Your objective: Transcribe all of the data exactly. Omit the pictures.

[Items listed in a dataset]
+++
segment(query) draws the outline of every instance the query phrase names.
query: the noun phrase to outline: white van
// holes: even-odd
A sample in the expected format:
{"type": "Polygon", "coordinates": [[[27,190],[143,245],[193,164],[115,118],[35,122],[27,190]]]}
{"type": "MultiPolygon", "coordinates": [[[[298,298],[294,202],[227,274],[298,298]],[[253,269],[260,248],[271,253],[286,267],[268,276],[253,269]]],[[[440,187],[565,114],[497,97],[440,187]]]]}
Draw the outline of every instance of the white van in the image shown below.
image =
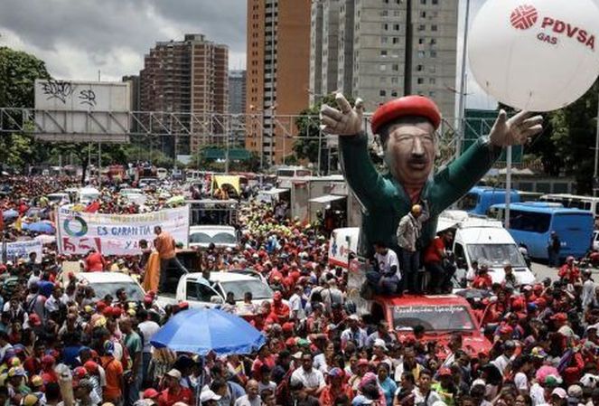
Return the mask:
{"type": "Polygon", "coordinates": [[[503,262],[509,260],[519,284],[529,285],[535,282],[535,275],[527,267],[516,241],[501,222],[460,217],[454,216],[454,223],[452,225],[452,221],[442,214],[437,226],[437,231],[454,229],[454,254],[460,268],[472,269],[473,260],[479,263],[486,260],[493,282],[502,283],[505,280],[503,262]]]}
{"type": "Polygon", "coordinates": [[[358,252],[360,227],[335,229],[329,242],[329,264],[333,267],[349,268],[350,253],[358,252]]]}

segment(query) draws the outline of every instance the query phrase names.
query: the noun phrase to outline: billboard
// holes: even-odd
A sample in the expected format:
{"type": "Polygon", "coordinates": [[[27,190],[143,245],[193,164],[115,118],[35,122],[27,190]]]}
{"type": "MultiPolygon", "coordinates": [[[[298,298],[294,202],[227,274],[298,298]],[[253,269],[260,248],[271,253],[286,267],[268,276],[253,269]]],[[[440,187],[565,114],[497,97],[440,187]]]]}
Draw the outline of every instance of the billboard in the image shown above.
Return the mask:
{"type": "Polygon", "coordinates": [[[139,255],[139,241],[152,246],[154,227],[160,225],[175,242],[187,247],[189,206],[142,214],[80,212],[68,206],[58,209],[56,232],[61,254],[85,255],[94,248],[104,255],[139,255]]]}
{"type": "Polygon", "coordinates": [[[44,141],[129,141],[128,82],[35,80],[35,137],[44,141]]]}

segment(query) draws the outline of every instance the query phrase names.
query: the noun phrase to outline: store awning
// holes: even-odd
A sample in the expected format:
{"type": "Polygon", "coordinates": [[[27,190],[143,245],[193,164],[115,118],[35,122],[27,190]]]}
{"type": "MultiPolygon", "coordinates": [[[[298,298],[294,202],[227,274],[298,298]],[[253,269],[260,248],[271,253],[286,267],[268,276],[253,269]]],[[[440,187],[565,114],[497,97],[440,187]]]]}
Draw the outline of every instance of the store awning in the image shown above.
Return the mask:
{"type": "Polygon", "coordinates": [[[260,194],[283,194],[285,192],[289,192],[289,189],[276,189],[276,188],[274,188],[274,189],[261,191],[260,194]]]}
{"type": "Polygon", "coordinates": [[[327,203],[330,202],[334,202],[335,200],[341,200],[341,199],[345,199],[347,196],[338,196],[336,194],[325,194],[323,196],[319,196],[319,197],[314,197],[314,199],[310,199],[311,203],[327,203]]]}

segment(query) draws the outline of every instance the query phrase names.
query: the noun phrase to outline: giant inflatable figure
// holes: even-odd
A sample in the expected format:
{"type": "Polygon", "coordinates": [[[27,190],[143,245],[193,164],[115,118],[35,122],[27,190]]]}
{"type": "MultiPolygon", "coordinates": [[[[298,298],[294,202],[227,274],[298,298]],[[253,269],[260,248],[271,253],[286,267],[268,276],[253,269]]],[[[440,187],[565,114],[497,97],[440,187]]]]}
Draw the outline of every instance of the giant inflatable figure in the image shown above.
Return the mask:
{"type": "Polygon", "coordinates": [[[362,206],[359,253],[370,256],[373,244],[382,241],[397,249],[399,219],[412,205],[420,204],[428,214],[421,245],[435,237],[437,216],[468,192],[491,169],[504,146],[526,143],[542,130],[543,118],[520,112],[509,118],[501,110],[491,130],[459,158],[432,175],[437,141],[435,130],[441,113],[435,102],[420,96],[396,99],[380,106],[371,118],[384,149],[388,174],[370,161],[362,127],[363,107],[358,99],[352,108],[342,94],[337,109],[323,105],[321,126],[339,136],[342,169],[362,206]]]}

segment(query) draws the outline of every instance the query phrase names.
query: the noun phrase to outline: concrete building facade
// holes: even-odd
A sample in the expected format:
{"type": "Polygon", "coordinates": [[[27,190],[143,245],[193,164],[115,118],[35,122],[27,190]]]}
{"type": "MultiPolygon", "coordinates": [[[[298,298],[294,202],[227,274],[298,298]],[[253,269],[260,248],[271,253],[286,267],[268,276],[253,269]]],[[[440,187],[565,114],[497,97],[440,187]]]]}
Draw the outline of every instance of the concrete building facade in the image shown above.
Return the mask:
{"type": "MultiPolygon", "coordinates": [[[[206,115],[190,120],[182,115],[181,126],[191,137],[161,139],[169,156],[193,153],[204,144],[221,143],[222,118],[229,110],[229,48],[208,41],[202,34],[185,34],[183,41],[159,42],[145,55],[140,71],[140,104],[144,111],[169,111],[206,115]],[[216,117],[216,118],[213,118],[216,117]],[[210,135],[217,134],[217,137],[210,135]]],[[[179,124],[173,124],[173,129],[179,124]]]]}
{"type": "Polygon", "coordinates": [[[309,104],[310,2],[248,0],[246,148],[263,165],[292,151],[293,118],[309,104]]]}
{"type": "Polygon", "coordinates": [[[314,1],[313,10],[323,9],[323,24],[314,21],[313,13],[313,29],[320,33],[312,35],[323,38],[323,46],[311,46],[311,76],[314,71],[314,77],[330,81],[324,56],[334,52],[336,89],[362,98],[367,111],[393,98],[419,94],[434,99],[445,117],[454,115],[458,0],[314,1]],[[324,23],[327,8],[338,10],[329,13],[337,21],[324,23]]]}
+++
Result below:
segment(query) draws the outline of every instance the query phrase names.
query: the noun phrase to outline: white van
// holes: even-odd
A sample in the expected format:
{"type": "Polygon", "coordinates": [[[27,190],[143,245],[193,164],[115,118],[35,122],[27,190]]]}
{"type": "MultiPolygon", "coordinates": [[[[298,298],[294,202],[227,274],[298,298]],[[253,269],[260,248],[271,253],[286,267],[268,276],[253,269]]],[[[440,187],[565,114],[497,97],[440,187]]]]}
Draw the outline of every instance of the white van in the image shown below.
image =
Return the mask:
{"type": "Polygon", "coordinates": [[[503,262],[509,260],[519,284],[529,285],[535,282],[535,275],[527,267],[516,241],[501,222],[460,217],[454,216],[454,223],[452,225],[452,221],[442,214],[437,226],[437,231],[454,229],[454,254],[460,268],[472,269],[473,260],[479,263],[486,260],[493,282],[502,283],[505,280],[503,262]]]}
{"type": "Polygon", "coordinates": [[[358,252],[360,227],[335,229],[329,242],[329,264],[333,267],[349,268],[350,253],[358,252]]]}

segment(query) draws the outline of every instance the query phrase names.
query: the noun phrase to outline: billboard
// holes: even-odd
A sample in the expected format:
{"type": "Polygon", "coordinates": [[[27,190],[143,245],[193,164],[115,118],[35,122],[27,190]]]}
{"type": "MultiPolygon", "coordinates": [[[[298,298],[294,202],[227,274],[298,298]],[[253,269],[260,248],[271,253],[286,267],[268,276],[253,269]]],[[[440,187],[565,114],[497,97],[440,187]]]]}
Draw the outline of every instance of the billboard in the image shown above.
Return the mask:
{"type": "Polygon", "coordinates": [[[139,255],[139,241],[152,246],[154,227],[160,225],[175,242],[187,247],[189,206],[142,214],[80,212],[68,206],[58,209],[56,232],[61,254],[85,255],[94,248],[104,255],[139,255]]]}
{"type": "Polygon", "coordinates": [[[44,141],[129,141],[128,82],[35,80],[35,137],[44,141]]]}

segment(query) draws the outline of every instance the query phrase names.
query: the noun phrase to outline: store awning
// holes: even-odd
A sample in the expected format:
{"type": "Polygon", "coordinates": [[[27,190],[143,245],[193,164],[115,118],[35,122],[27,190]]]}
{"type": "MultiPolygon", "coordinates": [[[[298,298],[294,202],[227,274],[298,298]],[[253,269],[260,248],[271,253],[286,267],[268,276],[253,269]]],[[[440,187],[565,114],[497,97],[440,187]]]]}
Draw the outline of every instance of the store awning in the image shown above.
Return the mask:
{"type": "Polygon", "coordinates": [[[260,194],[283,194],[285,192],[289,192],[289,189],[276,189],[276,188],[274,188],[274,189],[261,191],[260,194]]]}
{"type": "Polygon", "coordinates": [[[327,203],[330,202],[334,202],[335,200],[341,200],[341,199],[345,199],[347,196],[338,196],[336,194],[325,194],[323,196],[319,196],[319,197],[314,197],[314,199],[310,199],[311,203],[327,203]]]}

segment(query) draws the outline of every instance the query phrase names.
query: the noun phrase to outline: giant inflatable figure
// holes: even-odd
A sample in the expected format:
{"type": "Polygon", "coordinates": [[[27,190],[143,245],[193,164],[115,118],[35,122],[27,190]]]}
{"type": "MultiPolygon", "coordinates": [[[[298,298],[294,202],[227,274],[298,298]],[[253,269],[260,248],[271,253],[286,267],[268,276],[253,269]]],[[[440,187],[565,114],[497,97],[440,187]]]]}
Draw the outline of every instance of the giant inflatable figure in the image shown above.
Return the mask:
{"type": "Polygon", "coordinates": [[[362,206],[359,253],[370,256],[373,244],[382,241],[397,249],[399,219],[412,205],[420,204],[428,214],[421,245],[435,237],[437,216],[468,192],[491,169],[504,146],[526,143],[542,130],[543,118],[520,112],[509,118],[501,110],[491,130],[459,158],[432,175],[437,141],[435,130],[441,113],[435,102],[420,96],[396,99],[380,106],[371,118],[384,149],[388,174],[370,161],[362,127],[363,107],[358,99],[352,108],[342,94],[337,109],[323,105],[321,126],[339,136],[342,169],[362,206]]]}

segment(query) draws the outline of every instance the query phrase names.
query: the noun phrase to outline: concrete building facade
// holes: even-odd
A sample in the expected format:
{"type": "Polygon", "coordinates": [[[27,190],[143,245],[193,164],[115,118],[35,122],[27,190]]]}
{"type": "MultiPolygon", "coordinates": [[[[298,298],[294,202],[227,274],[298,298]],[[253,269],[260,248],[271,253],[286,267],[268,276],[253,269]]],[[[440,187],[565,114],[497,97],[440,187]]]]}
Draw the outline of every instance of the concrete building facade in the image shown above.
Return the mask:
{"type": "MultiPolygon", "coordinates": [[[[206,115],[190,120],[182,115],[181,126],[191,137],[161,139],[169,156],[193,153],[204,144],[221,143],[222,118],[229,110],[229,48],[208,41],[202,34],[185,34],[183,41],[159,42],[145,55],[140,71],[140,104],[144,111],[169,111],[206,115]],[[216,117],[216,118],[213,118],[216,117]],[[210,135],[217,134],[217,137],[210,135]]],[[[179,124],[173,124],[173,129],[179,124]]]]}
{"type": "Polygon", "coordinates": [[[309,104],[310,2],[248,0],[246,148],[263,165],[292,151],[293,118],[309,104]]]}
{"type": "Polygon", "coordinates": [[[314,1],[313,10],[323,9],[323,24],[314,21],[313,13],[313,29],[320,33],[312,35],[323,38],[323,46],[311,46],[311,76],[314,71],[314,77],[330,81],[324,56],[334,52],[336,89],[362,98],[367,111],[393,98],[419,94],[434,99],[445,117],[454,115],[458,0],[314,1]],[[324,23],[327,8],[338,10],[329,13],[337,21],[324,23]]]}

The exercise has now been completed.